## TASK DETAILS
Resume the passage on American industrialization from 1776 to 1945, continuing the writing after its last sentence.

## EXTRACT TO READ
From 1776 to 1945, the United States transformed from an agrarian country of 2½ million inhabitants to the world’s leading superpower, and the home of 140 million people. Most feats of innovation and engineering happened in the north-east. However, the Industrial Revolution began in the United Kingdom, which held eastern North America as a colony (see Early United States history). In the Market Revolution during the early 19th century, the textile business was an early adopter of industrial processes.

From the mid-19th century, steam-powered factories became more common, and railroads started replacing canals and roads as main transport routes. During the American Civil War, the industries of the Northeast were mobilized to produce arms, supplies and ships, contributing to the Union victory. The colonization of the Old West truly began during the War, as the Southern secession from Congress allowed investment in rail lines and other colonization policies. See Industrialization of the United States for a guide to the political, social and cultural history of the whole country from the 1860s to the 1940s.

## RECORDED INFORMATION

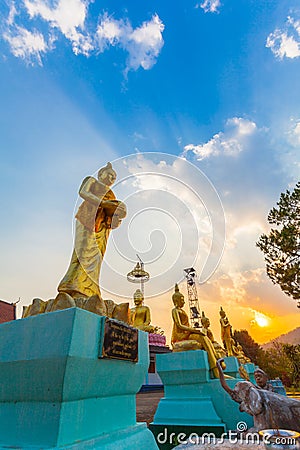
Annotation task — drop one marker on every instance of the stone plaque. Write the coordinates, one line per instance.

## TASK RESPONSE
The late 19th century was called the Gilded Age, with a rising capitalist class, and increased corruption, especially in large industrial cities. The turn of the century saw the rise of organized labor, not least in Chicago. The early 20th century was known as the Progressive Era, with labor reforms, antitrust laws, and women’s suffrage.

World War I again increased demand for military supplies. The automobile had its breakthrough during the Roaring Twenties, and Detroit became known as the Motor City. The 1929 Wall Street Crash caused the Great Depression, which hit the north-east hard, though the New Deal during the 1930s provided some relief. As World War II in Europe began in 1939, the USA supplied the Allies with arms. The 1941 Pearl Harbor attack brought America into the Pacific War, and brought large-scale industrial mobilization. After the war ended in 1945, industry shifted to consumer products. Since the 1960s, Northeastern industries have been downsizing, moving south, west, and abroad, causing unemployment and urban decay, causing the region to be renamed the Rust Belt. Though the 2000s financial crisis hit industrial towns hard, some of them are revitalizing today. See also Post-war United States.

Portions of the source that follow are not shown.